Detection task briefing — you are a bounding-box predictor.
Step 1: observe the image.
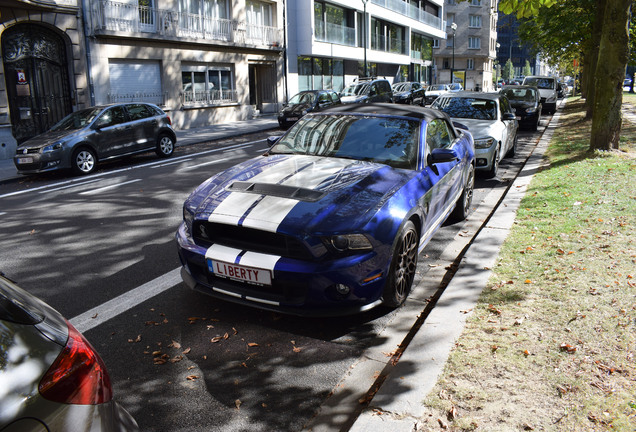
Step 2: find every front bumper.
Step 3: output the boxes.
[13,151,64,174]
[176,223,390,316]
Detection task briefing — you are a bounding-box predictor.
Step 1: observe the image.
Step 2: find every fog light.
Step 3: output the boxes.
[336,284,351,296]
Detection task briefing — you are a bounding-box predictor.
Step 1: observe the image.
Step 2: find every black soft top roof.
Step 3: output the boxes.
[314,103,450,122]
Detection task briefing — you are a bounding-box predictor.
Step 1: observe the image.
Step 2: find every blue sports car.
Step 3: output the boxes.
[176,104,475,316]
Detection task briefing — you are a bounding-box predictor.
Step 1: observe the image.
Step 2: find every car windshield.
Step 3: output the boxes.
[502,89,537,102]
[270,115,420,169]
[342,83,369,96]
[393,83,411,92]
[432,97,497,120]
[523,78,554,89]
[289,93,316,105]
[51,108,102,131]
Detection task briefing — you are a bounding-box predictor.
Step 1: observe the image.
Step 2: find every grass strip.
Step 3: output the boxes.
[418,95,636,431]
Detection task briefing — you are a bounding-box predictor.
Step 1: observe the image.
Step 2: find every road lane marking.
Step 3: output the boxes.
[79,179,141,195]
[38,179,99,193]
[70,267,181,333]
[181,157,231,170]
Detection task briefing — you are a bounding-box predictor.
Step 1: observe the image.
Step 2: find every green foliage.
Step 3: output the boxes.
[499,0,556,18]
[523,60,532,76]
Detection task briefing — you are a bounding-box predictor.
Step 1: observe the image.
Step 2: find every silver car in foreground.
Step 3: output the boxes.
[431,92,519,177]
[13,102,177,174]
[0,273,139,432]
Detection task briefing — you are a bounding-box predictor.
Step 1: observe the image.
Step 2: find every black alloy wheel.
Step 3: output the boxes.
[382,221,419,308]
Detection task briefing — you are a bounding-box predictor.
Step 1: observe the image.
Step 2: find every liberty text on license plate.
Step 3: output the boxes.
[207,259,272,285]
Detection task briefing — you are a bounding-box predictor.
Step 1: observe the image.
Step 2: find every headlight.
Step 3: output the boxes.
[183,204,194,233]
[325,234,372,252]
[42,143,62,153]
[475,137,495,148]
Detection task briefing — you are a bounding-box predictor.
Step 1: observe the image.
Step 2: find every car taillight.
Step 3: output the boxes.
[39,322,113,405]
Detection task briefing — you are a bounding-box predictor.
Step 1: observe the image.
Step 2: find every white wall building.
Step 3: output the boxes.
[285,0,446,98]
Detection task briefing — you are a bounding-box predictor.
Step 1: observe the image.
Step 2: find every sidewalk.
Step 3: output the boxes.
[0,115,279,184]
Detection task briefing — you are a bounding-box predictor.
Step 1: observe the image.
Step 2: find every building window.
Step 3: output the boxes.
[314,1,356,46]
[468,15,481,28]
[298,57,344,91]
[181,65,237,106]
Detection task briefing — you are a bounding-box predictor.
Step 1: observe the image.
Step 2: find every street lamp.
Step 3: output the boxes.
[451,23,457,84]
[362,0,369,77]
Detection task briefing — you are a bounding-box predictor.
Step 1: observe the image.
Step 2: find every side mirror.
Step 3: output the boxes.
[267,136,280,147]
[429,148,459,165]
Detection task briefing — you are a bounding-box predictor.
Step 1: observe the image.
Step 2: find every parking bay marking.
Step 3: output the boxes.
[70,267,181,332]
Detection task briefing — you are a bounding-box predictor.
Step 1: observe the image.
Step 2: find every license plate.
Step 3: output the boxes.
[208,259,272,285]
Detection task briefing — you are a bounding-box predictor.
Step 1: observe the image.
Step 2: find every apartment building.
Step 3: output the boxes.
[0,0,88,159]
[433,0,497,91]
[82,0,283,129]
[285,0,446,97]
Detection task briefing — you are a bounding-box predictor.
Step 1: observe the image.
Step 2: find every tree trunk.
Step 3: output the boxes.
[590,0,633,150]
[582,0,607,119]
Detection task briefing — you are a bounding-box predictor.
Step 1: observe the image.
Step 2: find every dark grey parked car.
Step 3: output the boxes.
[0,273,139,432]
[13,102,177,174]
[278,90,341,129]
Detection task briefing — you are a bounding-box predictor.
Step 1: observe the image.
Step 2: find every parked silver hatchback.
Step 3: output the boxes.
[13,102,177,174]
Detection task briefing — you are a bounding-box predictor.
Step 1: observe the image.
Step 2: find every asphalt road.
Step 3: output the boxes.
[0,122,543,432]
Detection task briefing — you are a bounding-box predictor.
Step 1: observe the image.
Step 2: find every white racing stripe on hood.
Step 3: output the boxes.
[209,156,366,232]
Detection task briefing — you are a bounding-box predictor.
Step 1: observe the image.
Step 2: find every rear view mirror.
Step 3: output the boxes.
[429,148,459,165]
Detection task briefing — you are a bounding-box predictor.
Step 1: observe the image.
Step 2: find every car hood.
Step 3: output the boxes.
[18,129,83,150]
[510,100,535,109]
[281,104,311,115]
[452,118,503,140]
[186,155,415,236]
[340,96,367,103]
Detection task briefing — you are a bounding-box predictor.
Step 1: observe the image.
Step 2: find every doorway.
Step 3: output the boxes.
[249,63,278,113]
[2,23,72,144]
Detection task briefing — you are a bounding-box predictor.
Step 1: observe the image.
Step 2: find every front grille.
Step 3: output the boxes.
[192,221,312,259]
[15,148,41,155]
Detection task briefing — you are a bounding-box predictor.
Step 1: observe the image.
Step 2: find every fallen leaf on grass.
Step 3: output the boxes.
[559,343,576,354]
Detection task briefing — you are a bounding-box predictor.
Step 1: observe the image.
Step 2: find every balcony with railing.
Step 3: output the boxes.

* _What this task involves_
Pictures in the records above are not copied; print everything else exactly.

* _Result for this exercise_
Detection task briefing — you are a bounding-box predictor.
Step 1: observe the image.
Step 2: find every front bumper.
Step 3: output the boxes.
[13,151,64,174]
[176,223,390,316]
Detection task briefing — you are a bounding-box predictor.
Step 1: observe the image.
Step 2: find every fog light.
Step 3: output the boxes.
[336,284,351,296]
Detection task briefing — you are a bounding-box predictor.
Step 1: observe the image.
Step 2: find every black soft top roof.
Step 3: output the boxes.
[314,103,450,122]
Detection task briefing — you are a bounding-box predictor.
Step 1: observe the image.
Step 2: find every blue sports car.
Step 3: output the boxes.
[176,104,475,316]
Detection task briefing — you are a bounding-box predictor.
Step 1: observe the image.
Step 2: find every car windshield.
Step 3: output the boxes.
[502,89,537,102]
[270,115,420,169]
[342,83,369,96]
[393,83,411,92]
[432,97,497,120]
[523,78,554,89]
[289,93,316,105]
[51,108,102,131]
Detection task briefing — you are a bounding-box predictor.
Step 1: observe the image.
Step 2: find every grass strip.
Step 3: output the boxes.
[418,95,636,431]
Detection task briefing — you are a bounding-box predictor.
Step 1: observe the image.
Step 2: find every road lane marking.
Step 3: output the boxes.
[79,179,141,195]
[38,179,99,193]
[70,267,181,333]
[181,157,231,170]
Detection task briefing — you are a bounding-box predictor.
Step 1: observe the image.
Step 2: find every green foliage.
Step 3: output the boxes.
[499,0,556,18]
[523,60,532,76]
Detection task briefing — you are a bounding-box predictor.
Step 1: observe the image.
Step 2: find every silver car in foreground.
Step 3: output the boxes.
[431,92,519,177]
[13,102,177,174]
[0,273,139,432]
Detection task briefing — you are a bounding-box predictor.
Step 1: observe the image.
Step 2: find every black alloy wheel.
Step 3: output the boxes.
[382,221,419,308]
Detection task briefing — you are a bounding-box predictor.
Step 1: observe the image.
Step 2: find every liberty text on license plate.
Step 3: output the boxes.
[207,259,272,285]
Detection task briefing — you are a bounding-box predictor.
Step 1: observe the image.
Step 2: find every headlight.
Step 3: output the boxes.
[183,204,194,233]
[325,234,372,252]
[42,143,62,153]
[475,137,495,148]
Detection task briefing — you are a bounding-box predictor.
Step 1: observe the image.
Step 2: find every car taillight.
Step 3: output the boxes.
[39,322,113,405]
Detection task briefing — you are a bounding-box predictor.
Step 1: observe the image.
Step 2: find every white wall building.
Step 3: output the boxes.
[285,0,446,98]
Detection task briefing — you are a bounding-box predictor.
Step 1: observe the image.
Step 2: find every sidewalk.
Step 3: output the boxes.
[0,115,279,184]
Detection task briefing — you are a bounding-box predictor.
Step 1: observe the image.
Step 2: find every building window.
Step 3: output the boxes.
[314,1,356,46]
[468,15,481,28]
[298,57,344,91]
[181,65,237,106]
Detection task briefing — you are a bounding-box predictor.
Step 1: observe the image.
Step 2: find every street lamp.
Step 3: output the boxes.
[451,23,457,84]
[362,0,369,77]
Detection task briefing — you are a bounding-box predictor.
Step 1: observe the image.
Step 2: find every side mirror.
Step 3: output the boxes.
[267,136,280,147]
[429,148,459,165]
Detection task briefing — you are a bounding-box predictor.
Step 1: observe the image.
Step 2: find every parking bay marking.
Step 3: output the boxes.
[70,267,181,332]
Detection task briefing — you are a bounding-box predictor.
Step 1: observe the image.
Step 2: find every license plate.
Step 3: output the boxes.
[208,259,272,285]
Detection task briefing — you are a bounding-box predictor.
Step 1: observe the image.
Step 2: find every apartment building.
Step 3: output the boxes.
[0,0,88,159]
[433,0,497,91]
[82,0,283,129]
[285,0,446,97]
Detection task briefing — you are a bounding-box predictor.
Step 1: observe the image.
Step 2: find every tree trunk.
Step 3: output the boxes.
[590,0,633,150]
[582,0,607,119]
Detection task briefing — you are a bounding-box predictor.
Step 1: observe the image.
Step 2: find every dark grey parked car.
Step 3: output the boxes.
[0,273,139,432]
[13,102,177,174]
[278,90,341,129]
Detection task briefing — you are a bounding-box predictor.
Step 1: observe the image.
Step 2: find every parked silver hatchback.
Step 3: output the boxes.
[13,102,177,174]
Detection task briefing — you are a bounding-box predictor.
Step 1: observe the image.
Step 2: find every asphalt road.
Step 3: output the boxes.
[0,122,543,432]
Detection task briefing — you are a bounding-box predictor.
Step 1: observe the image.
Step 2: find every white racing stripe on hood.
Step 3: output the boxes.
[209,156,366,232]
Detection task briefing — you are a bounding-box predictor.
Step 1: observe the image.
Step 2: find every rear view mirror.
Step 3: output the boxes.
[429,148,459,165]
Detection task briefing — you are a bounding-box predictor.
Step 1: observe the image.
Step 2: find every car hood.
Step 3: output the boxes.
[18,129,83,150]
[510,100,535,109]
[281,104,311,115]
[452,118,503,140]
[186,155,415,236]
[340,96,367,103]
Detection task briefing — you are a bounding-box predictor.
Step 1: observe the image.
Step 2: find every doorway.
Step 3: output the boxes.
[249,63,278,113]
[2,23,72,144]
Detection task briefing — you are a bounding-box predictor.
Step 1: observe the image.
Step 2: find every front grille.
Step 3: output the boxes.
[192,221,312,259]
[15,148,41,155]
Detection task briefing — you are a bounding-box predictor.
Step 1: observe the image.
Step 2: find every fallen leaf on grass.
Step 3: output the boxes.
[559,343,576,354]
Detection task briefing — you are a bounding-box predictor.
Step 1: observe the image.
Step 2: find every balcony with railing.
Step 3: output the boxes.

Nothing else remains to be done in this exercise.